(Dataset excerpt)
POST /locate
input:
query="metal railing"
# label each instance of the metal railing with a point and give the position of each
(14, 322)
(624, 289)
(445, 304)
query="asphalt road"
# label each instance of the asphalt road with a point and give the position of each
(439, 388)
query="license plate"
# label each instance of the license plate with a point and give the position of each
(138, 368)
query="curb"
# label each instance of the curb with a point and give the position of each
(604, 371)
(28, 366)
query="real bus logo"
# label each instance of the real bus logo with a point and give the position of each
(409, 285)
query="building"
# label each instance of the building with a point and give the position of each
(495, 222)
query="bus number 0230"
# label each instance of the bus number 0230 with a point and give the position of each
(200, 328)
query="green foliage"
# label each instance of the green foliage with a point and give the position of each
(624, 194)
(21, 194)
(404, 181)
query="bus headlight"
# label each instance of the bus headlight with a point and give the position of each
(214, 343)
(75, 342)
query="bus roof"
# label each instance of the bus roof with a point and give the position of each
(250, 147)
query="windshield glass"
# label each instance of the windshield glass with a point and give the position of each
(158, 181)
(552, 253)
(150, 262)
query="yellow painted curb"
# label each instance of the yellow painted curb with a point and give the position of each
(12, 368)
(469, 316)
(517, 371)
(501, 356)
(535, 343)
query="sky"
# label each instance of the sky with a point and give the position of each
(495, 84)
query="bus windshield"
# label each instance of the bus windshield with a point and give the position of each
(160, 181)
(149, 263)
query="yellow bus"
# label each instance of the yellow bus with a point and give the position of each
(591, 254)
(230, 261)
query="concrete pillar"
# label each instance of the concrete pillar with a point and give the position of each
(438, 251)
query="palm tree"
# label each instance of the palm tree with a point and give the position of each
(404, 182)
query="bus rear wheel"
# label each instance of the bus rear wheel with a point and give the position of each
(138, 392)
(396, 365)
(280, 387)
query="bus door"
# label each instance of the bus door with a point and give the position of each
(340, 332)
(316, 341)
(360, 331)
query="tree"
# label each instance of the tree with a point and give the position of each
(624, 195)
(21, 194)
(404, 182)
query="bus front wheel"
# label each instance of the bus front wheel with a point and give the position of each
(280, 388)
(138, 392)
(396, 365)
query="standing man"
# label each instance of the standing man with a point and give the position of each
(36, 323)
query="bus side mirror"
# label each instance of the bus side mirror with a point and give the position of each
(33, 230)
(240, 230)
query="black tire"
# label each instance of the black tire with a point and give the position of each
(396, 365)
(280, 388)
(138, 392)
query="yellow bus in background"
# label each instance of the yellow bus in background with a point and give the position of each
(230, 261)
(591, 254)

→ **GIVEN REQUEST**: Show each line of the material above that contains the string "windshield", copying every such line in full. Case counts when matching.

→ **COMPLETE OUTPUT**:
query="windshield glass"
# label each instance of the windshield glass with a point and give the position of each
query="bus windshield"
# label each instance of the bus windshield with a point and give the position of each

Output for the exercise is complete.